**MATERIAL**
○ ○ ○

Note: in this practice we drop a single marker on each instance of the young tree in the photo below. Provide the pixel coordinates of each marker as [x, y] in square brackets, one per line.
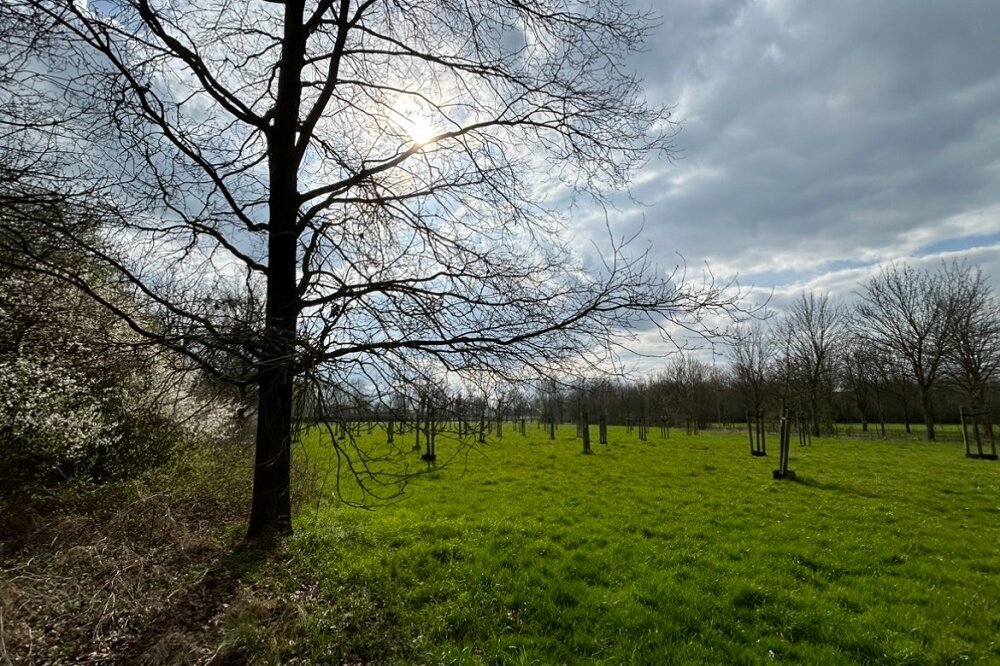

○ ○ ○

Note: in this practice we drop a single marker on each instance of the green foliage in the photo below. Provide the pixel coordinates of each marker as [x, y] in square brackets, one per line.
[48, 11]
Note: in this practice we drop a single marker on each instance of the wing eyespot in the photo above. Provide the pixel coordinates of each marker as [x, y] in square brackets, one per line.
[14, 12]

○ ○ ○

**GIVEN INSTRUCTION**
Locate every row above containing the string "young", matching case exactly, and copy each of those rows in full.

**THE COMPLETED TASK**
Note: in this practice we drop a single marker on each instance of the young tree in the photo below. Provide the pixel coordinates of each marker as [x, y] in square brackets, one per line.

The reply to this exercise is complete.